WHAT THE TASK REQUIRES: Retype only the stretch of lines that starts with the line containing "Point out the conifer" and ends with the last line of the records, both included, exactly.

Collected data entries
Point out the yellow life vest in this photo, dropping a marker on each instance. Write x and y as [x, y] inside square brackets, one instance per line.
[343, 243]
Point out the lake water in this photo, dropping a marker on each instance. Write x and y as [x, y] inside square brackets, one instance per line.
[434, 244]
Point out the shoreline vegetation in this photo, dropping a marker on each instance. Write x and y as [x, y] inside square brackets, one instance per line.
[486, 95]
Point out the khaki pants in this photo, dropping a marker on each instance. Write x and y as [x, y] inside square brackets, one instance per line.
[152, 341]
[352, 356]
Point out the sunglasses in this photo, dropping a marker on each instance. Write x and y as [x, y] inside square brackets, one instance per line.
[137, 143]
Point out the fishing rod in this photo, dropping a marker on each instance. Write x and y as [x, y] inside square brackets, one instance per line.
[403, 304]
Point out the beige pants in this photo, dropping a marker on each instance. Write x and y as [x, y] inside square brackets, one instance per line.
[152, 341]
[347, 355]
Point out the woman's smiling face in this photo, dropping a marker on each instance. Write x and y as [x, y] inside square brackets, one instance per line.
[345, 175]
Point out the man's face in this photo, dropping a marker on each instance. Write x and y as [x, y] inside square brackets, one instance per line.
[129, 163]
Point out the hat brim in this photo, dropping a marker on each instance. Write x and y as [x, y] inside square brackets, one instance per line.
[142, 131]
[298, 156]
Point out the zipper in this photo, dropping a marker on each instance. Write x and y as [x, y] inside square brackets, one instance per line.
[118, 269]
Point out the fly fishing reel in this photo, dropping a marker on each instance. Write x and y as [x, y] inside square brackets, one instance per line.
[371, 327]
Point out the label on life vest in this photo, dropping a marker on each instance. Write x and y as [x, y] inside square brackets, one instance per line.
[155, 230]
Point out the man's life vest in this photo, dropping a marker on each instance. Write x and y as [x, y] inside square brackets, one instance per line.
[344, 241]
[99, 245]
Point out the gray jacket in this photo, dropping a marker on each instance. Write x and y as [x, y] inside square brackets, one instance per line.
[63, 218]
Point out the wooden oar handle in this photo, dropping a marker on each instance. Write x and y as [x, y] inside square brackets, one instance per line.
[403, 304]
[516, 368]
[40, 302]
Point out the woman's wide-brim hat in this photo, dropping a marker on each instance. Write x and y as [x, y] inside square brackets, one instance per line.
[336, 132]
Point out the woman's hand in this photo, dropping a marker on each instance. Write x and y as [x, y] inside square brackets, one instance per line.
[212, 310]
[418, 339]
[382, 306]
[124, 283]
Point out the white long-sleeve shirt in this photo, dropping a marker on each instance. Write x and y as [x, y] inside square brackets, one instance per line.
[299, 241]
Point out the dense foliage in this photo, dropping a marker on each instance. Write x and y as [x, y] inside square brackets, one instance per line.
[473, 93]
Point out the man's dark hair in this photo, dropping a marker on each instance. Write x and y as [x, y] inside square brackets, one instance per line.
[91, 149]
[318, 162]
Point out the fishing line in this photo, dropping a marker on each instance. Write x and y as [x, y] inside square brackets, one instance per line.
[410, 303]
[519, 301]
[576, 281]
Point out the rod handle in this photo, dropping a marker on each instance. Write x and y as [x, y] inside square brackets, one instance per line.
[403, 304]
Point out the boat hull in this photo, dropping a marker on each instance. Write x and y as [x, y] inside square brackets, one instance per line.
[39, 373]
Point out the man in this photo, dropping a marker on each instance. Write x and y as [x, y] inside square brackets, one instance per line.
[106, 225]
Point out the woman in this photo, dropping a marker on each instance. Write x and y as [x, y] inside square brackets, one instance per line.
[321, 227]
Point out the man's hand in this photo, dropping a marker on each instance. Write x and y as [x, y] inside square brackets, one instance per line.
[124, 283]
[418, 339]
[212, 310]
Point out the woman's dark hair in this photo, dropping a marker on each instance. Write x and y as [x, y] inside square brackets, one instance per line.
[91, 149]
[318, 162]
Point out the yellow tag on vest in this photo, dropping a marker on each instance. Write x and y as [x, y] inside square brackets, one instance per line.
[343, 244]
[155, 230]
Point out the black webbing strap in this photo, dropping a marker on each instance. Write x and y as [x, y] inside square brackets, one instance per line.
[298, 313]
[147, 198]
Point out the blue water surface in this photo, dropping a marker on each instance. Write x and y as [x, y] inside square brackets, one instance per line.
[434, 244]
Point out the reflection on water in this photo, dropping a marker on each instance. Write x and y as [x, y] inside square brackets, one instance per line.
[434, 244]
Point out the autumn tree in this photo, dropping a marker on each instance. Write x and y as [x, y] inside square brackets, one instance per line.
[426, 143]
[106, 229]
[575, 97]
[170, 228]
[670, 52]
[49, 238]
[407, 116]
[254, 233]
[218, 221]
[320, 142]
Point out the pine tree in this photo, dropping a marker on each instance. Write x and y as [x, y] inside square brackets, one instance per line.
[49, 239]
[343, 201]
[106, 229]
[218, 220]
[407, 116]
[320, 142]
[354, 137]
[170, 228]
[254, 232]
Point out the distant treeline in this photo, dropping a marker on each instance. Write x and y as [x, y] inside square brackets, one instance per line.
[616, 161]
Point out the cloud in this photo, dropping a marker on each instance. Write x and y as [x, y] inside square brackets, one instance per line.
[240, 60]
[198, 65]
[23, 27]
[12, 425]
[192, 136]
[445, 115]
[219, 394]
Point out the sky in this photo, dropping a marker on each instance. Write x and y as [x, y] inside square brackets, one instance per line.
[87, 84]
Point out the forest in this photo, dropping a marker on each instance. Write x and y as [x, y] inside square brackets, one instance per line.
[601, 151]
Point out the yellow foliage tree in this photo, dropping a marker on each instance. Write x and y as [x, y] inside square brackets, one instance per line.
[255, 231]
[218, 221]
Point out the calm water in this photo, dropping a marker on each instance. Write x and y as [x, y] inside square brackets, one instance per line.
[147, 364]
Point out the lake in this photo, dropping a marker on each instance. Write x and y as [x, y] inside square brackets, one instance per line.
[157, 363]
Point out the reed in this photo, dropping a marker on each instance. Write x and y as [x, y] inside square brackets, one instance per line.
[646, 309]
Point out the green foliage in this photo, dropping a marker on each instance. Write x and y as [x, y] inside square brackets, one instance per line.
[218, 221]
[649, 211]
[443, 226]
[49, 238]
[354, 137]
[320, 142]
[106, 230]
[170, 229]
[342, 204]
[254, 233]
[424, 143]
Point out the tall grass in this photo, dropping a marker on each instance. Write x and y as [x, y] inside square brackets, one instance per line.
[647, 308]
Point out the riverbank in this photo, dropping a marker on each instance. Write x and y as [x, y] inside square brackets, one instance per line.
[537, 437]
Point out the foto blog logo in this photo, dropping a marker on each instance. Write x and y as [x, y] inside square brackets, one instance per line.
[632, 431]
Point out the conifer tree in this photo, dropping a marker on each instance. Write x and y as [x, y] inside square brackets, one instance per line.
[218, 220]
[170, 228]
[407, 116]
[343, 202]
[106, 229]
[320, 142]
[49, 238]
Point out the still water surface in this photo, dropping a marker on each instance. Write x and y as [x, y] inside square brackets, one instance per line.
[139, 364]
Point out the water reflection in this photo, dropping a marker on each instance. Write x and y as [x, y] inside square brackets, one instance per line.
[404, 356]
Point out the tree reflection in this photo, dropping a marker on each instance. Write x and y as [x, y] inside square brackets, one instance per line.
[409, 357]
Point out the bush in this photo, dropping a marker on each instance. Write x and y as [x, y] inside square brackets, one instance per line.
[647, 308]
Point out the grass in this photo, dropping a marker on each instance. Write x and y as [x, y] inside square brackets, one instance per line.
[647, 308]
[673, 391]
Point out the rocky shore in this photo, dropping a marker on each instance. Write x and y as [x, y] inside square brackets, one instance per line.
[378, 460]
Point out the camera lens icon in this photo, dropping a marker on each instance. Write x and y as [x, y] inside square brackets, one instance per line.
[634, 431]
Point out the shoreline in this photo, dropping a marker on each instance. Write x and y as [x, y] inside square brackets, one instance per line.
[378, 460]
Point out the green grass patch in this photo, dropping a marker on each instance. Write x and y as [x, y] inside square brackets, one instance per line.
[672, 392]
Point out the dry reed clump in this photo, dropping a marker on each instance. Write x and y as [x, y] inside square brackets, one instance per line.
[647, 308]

TASK SOLUTION:
Point out the conifer tree in this photo, dropping a marker on each instance. Write x and y as [x, y] inside square brackets, one instance per line.
[218, 220]
[170, 228]
[407, 116]
[343, 202]
[106, 229]
[320, 142]
[49, 238]
Point out the still water surface in this photo, dropping a marker on each instance. Write x and y as [x, y] inside square brackets, one instance per line.
[139, 364]
Point out the water reflection in this photo, dropping a marker on each instance. Write x and y as [x, y] inside square brackets, one instance per line.
[404, 356]
Point out the tree reflection in this photo, dropping a marker on each instance. Write x and y as [x, y] inside square brackets, one instance per line.
[409, 357]
Point out the bush in this photo, dropping a marker on each instance. Write x and y as [x, y] inside square brackets, one instance per line.
[647, 308]
Point out the grass in this photo, dropping a marker on each instance. Write x and y as [x, y] inside square brackets, one instance per line.
[647, 308]
[673, 391]
Point out the rocky shore in this photo, dropping a marker on each instance. Write x and y as [x, y] inside square brackets, one instance per line.
[378, 460]
Point out the camera lens icon in this photo, dropping a marker on each instance. Write x and y as [x, y] inside square brackets, one instance per line.
[634, 431]
Point out the shoreline in this photo, dropping a marker on each instance. Write x and y as [x, y] inside square brackets, one instance per line.
[378, 460]
Point out the green grass patch in this photo, dropping a marker on each instance. Write x and y as [x, y] inside square brackets, one instance per line.
[672, 392]
Point out the dry reed clump in this photo, dropping a marker on each instance. Write x and y as [x, y] inside square brackets, one instance per line.
[647, 308]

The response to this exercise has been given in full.